### Passage given

========================================

# Bug Severity Predictor for Mozilla

In this project, I'll build a severity predictor for the [Mozilla project](https://www.mozilla.org/en-US/) that uses the description of a bug report stored a in [Bugzilla Tracking System](https://bugzilla.mozilla.org/home) to predict its severity. 

The severity in the Mozilla project indicates how severe the problem is – from blocker ("application unusable") to trivial ("minor cosmetic issue"). Also, this field can be used to indicate whether a bug is an enhancement request. In my project, I have considered five severity levels: **trivial(0)**, **minor(1)**, **major(2)**, **critical(3)**, and **blocker(4)**. I have ignored the default severity level (often **"normal"**) because this level is considered as a choice made by users when they are not sure about the correct severity level. 

## Feature engineering

This step in machine learning workflow will extract features from raw data via data mining techniques.These features can be used to improve the performance of 
machine learning algorithms. In my project, I'll use the [Pre-training of Deep Bidirectional Transformers for Language Understanding (BERT)](https://arxiv.org/abs/1810.04805) to extract feature for my predicting model.

## Project setup

The cell below declares the required packages. 

In [1]:
import logging 
import os

import numpy as np
import pandas as pd
import torch
import transformers as ppb

from sklearn.model_selection import train_test_split
from feature_engineering import extract_features_fn
#from google.colab import drive 
#drive.mount('/drive')

========================================

### What to do
Please reproduce the Mozilla bug severity predictor text in full, word for word, from its title to its final line.

### Items
========================================

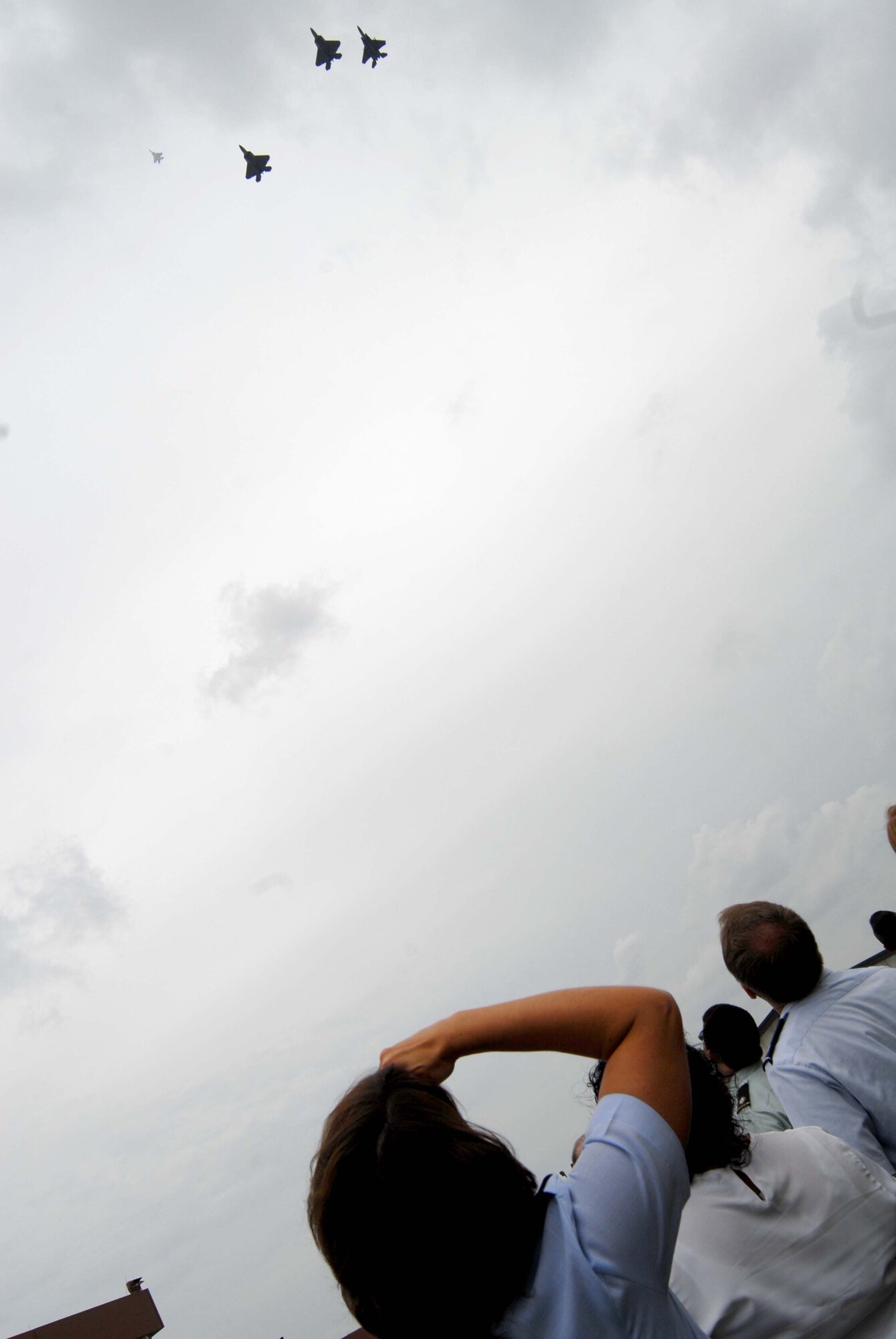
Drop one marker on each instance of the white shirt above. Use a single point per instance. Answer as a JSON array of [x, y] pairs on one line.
[[610, 1226], [811, 1261], [835, 1060], [756, 1104]]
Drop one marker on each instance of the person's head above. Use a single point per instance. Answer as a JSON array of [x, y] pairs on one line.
[[716, 1137], [885, 929], [427, 1222], [731, 1037], [771, 951]]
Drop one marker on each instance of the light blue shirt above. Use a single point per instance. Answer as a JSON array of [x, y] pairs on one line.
[[835, 1060], [610, 1227]]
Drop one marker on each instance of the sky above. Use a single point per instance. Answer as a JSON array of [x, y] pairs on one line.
[[452, 568]]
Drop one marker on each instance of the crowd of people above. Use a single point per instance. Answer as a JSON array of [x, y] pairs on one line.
[[716, 1192]]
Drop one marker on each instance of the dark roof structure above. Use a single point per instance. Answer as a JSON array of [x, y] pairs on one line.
[[132, 1317]]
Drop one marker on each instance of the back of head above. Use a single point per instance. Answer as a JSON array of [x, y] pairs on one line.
[[427, 1222], [771, 950], [885, 929], [716, 1137], [732, 1036]]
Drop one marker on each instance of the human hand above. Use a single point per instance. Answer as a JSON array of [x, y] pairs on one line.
[[427, 1054]]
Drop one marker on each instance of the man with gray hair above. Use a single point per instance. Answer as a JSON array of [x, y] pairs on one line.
[[832, 1057]]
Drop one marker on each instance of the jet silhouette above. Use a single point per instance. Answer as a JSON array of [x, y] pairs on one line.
[[863, 318], [327, 50], [372, 49], [256, 164]]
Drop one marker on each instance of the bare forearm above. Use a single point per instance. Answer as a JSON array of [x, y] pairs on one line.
[[590, 1021]]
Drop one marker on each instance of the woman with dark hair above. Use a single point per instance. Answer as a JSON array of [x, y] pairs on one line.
[[431, 1226], [802, 1246]]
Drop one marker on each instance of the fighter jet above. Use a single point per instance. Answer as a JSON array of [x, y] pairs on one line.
[[327, 50], [256, 164], [372, 49], [863, 318]]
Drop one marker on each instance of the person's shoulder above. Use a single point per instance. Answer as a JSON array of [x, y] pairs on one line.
[[620, 1111]]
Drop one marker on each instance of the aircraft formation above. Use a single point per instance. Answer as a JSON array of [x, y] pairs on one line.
[[328, 52]]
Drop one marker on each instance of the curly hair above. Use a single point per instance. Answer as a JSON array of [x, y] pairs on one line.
[[717, 1139], [424, 1219]]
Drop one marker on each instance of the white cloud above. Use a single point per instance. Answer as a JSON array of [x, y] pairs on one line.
[[55, 900], [629, 958], [870, 357], [812, 863], [278, 882], [269, 627]]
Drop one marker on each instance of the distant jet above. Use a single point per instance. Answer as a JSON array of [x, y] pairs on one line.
[[256, 164], [372, 49], [327, 50], [863, 318]]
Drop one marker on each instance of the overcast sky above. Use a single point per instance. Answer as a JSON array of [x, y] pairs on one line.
[[455, 567]]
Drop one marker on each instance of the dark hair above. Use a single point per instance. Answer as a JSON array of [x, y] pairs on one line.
[[717, 1139], [427, 1222], [771, 950], [885, 929], [732, 1034]]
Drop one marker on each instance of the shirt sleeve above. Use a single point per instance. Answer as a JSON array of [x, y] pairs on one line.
[[812, 1097], [628, 1190]]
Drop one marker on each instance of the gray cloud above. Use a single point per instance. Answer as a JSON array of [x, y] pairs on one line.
[[808, 862], [273, 883], [869, 350], [54, 902], [269, 629]]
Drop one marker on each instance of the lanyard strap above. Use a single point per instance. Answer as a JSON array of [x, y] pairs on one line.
[[770, 1056]]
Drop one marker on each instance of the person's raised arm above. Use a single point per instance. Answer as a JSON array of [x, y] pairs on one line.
[[636, 1030]]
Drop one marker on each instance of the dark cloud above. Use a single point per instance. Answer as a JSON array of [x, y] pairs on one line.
[[869, 349], [269, 629], [54, 902]]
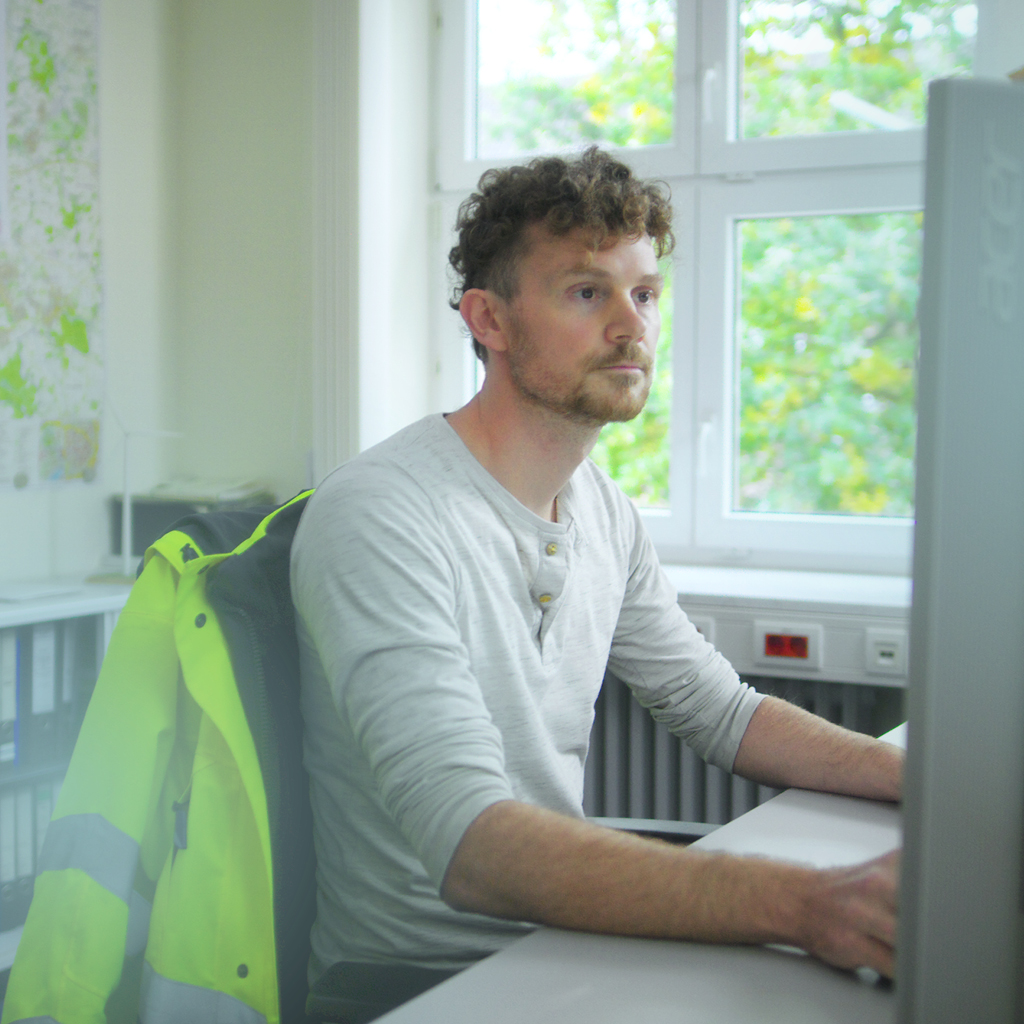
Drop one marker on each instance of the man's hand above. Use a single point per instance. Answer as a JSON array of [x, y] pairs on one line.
[[851, 914], [526, 863]]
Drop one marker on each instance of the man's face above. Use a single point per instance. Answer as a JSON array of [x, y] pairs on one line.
[[584, 326]]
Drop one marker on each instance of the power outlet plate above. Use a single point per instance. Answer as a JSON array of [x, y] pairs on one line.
[[885, 651]]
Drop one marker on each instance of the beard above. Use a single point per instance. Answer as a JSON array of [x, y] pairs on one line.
[[586, 395]]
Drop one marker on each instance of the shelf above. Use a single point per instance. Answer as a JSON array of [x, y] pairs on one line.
[[79, 599], [28, 776]]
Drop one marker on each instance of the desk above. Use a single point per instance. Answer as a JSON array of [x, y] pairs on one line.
[[554, 977]]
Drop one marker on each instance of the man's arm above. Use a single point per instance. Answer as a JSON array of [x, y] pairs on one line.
[[786, 745], [526, 863]]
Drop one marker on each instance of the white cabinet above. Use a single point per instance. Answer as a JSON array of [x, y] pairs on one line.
[[52, 642]]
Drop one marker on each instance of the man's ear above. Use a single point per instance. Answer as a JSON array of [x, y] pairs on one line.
[[485, 315]]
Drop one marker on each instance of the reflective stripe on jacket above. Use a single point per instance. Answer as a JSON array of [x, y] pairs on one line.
[[184, 791]]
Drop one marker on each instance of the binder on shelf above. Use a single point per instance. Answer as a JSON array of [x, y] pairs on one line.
[[8, 699], [8, 862], [67, 724], [44, 800], [42, 734]]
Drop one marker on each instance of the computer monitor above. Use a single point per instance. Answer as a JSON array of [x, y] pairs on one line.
[[961, 908]]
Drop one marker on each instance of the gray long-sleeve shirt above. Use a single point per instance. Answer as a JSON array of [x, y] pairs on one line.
[[453, 645]]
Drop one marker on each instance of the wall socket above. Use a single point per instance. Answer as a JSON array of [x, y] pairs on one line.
[[886, 652]]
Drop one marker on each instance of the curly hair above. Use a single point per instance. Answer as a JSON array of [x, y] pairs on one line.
[[593, 192]]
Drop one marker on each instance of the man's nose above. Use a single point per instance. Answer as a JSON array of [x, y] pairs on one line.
[[627, 324]]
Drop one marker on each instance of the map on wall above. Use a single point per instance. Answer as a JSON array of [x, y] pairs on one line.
[[51, 354]]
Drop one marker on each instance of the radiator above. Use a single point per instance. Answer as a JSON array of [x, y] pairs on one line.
[[637, 769]]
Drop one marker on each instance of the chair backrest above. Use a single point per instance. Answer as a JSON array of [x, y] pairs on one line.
[[251, 595]]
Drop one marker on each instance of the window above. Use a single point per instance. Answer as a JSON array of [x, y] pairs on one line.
[[780, 427]]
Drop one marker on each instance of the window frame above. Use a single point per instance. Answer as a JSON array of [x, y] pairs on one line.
[[722, 204], [723, 153]]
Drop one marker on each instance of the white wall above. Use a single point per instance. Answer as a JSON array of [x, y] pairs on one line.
[[62, 530], [395, 364], [240, 336]]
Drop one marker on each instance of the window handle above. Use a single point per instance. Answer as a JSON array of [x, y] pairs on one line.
[[704, 443], [708, 92]]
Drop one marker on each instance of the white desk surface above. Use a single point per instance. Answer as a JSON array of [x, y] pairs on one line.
[[554, 977]]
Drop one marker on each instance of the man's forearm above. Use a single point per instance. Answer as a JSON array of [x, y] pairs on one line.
[[785, 745], [522, 862]]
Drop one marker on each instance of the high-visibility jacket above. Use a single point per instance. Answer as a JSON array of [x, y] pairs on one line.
[[185, 791]]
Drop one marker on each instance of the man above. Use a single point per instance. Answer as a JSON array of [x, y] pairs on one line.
[[460, 589]]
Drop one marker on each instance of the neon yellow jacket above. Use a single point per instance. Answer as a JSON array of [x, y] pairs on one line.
[[186, 790]]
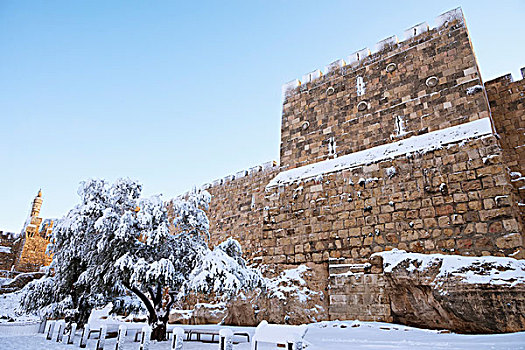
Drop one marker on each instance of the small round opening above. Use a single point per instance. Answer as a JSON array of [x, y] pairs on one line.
[[305, 125], [391, 67], [362, 106], [432, 81]]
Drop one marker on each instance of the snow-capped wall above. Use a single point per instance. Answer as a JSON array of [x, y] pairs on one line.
[[422, 84]]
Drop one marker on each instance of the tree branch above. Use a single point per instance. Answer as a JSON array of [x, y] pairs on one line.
[[151, 294], [166, 315], [158, 298], [151, 311]]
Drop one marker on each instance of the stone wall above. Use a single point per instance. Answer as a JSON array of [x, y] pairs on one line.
[[457, 200], [507, 105], [237, 205], [329, 111], [457, 197], [33, 255], [358, 291], [10, 246]]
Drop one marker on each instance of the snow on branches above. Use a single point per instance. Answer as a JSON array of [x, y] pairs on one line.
[[114, 243]]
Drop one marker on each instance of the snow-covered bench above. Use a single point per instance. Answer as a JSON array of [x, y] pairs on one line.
[[213, 333], [290, 337], [99, 317]]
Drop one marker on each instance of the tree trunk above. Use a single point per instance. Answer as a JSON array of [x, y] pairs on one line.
[[158, 331]]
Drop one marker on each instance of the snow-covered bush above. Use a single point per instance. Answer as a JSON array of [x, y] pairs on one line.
[[115, 246]]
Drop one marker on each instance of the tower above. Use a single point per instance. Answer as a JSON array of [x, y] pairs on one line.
[[37, 204], [37, 233], [34, 221]]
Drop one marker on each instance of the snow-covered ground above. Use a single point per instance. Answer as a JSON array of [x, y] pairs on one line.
[[320, 336]]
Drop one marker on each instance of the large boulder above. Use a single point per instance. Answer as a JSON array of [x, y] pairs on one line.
[[462, 294]]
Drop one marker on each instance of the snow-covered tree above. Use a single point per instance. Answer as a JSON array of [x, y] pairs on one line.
[[115, 242]]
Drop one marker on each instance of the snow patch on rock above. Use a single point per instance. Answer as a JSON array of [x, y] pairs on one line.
[[416, 144]]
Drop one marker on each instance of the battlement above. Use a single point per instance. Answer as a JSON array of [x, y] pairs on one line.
[[253, 171], [428, 82], [382, 47]]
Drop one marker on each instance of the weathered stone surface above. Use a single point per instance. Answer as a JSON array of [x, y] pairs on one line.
[[288, 309], [460, 307]]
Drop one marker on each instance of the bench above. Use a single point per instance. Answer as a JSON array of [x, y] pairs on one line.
[[211, 332], [290, 337]]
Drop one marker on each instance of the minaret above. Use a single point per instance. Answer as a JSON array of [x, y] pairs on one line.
[[37, 204]]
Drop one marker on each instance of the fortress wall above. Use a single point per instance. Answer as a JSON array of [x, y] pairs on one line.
[[10, 245], [237, 205], [457, 200], [321, 109], [507, 104], [33, 254]]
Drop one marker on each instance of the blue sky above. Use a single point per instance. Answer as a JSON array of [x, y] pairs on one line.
[[176, 94]]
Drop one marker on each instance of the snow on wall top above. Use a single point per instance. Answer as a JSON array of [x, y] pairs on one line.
[[240, 174], [358, 56], [481, 270], [415, 144]]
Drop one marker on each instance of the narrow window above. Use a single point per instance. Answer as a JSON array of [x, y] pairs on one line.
[[360, 85]]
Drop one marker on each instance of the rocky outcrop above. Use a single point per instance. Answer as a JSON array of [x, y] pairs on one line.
[[462, 294]]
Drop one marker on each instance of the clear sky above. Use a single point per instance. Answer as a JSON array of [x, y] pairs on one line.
[[176, 94]]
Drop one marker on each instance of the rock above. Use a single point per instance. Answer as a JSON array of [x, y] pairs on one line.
[[204, 313], [418, 298]]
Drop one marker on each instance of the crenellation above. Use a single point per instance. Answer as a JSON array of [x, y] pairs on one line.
[[404, 148], [416, 30]]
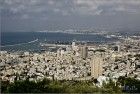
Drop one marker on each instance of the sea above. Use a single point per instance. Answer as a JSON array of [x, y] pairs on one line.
[[30, 41]]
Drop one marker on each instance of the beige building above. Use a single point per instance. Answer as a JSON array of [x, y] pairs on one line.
[[96, 65], [84, 52]]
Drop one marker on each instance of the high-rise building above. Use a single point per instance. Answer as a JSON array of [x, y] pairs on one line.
[[96, 65], [73, 45], [84, 51]]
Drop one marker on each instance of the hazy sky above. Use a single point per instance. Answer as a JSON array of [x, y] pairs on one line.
[[36, 15]]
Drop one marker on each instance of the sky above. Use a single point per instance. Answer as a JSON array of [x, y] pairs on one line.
[[38, 15]]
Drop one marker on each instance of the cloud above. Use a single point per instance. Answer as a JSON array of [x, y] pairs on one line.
[[69, 7]]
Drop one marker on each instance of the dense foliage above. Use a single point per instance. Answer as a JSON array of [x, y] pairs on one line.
[[49, 86]]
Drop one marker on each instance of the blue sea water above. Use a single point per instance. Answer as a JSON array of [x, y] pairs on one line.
[[25, 40]]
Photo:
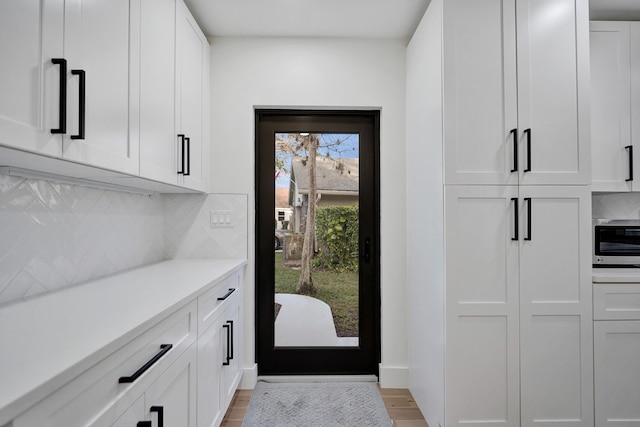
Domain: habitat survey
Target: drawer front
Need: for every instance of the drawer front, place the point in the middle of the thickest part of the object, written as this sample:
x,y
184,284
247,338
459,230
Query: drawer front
x,y
86,397
620,301
220,295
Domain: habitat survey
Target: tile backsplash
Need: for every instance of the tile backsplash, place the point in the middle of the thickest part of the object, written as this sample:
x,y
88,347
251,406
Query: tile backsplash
x,y
616,205
55,235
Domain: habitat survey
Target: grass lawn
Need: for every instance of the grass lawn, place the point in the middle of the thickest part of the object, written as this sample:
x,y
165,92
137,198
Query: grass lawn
x,y
339,290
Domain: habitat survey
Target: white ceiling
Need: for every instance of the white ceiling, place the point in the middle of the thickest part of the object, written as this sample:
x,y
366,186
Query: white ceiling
x,y
619,10
309,18
341,18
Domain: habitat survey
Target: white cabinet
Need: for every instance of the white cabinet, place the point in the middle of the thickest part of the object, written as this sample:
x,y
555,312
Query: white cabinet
x,y
192,94
174,135
516,112
518,311
31,33
219,349
615,95
616,348
92,41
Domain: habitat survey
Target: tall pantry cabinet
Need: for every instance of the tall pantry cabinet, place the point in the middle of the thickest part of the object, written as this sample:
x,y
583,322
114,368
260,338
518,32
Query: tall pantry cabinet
x,y
516,210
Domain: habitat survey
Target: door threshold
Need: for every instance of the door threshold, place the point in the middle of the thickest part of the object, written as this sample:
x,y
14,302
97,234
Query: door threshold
x,y
317,378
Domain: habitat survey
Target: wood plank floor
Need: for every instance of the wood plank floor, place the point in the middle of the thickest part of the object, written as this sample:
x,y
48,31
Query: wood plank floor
x,y
400,404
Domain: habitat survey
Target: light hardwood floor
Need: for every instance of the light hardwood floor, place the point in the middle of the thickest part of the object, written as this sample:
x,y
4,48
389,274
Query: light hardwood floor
x,y
400,404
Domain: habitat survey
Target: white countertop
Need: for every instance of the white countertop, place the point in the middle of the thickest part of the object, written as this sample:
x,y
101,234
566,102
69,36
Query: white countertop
x,y
616,275
47,340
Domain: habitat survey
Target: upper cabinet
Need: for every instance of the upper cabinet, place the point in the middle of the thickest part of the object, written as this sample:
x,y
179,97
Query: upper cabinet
x,y
615,96
516,92
67,82
174,96
121,86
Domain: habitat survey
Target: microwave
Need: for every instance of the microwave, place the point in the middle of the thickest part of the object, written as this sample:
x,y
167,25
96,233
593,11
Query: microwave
x,y
616,243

========================================

### Full answer
# Bug Severity Predictor for Mozilla

In this project, I'll build a severity predictor for the [Mozilla project](https://www.mozilla.org/en-US/) that uses the description of a bug report stored a in [Bugzilla Tracking System](https://bugzilla.mozilla.org/home) to predict its severity. 

The severity in the Mozilla project indicates how severe the problem is – from blocker ("application unusable") to trivial ("minor cosmetic issue"). Also, this field can be used to indicate whether a bug is an enhancement request. In my project, I have considered five severity levels: **trivial(0)**, **minor(1)**, **major(2)**, **critical(3)**, and **blocker(4)**. I have ignored the default severity level (often **"normal"**) because this level is considered as a choice made by users when they are not sure about the correct severity level. 

## Feature engineering

This step in machine learning workflow will extract features from raw data via data mining techniques.These features can be used to improve the performance of 
machine learning algorithms. In my project, I'll use the [Pre-training of Deep Bidirectional Transformers for Language Understanding (BERT)](https://arxiv.org/abs/1810.04805) to extract feature for my predicting model.

## Project setup

The cell below declares the required packages. 

In [1]:
import logging 
import os

import numpy as np
import pandas as pd
import torch
import transformers as ppb

from sklearn.model_selection import train_test_split
from feature_engineering import extract_features_fn
#from google.colab import drive 
#drive.mount('/drive')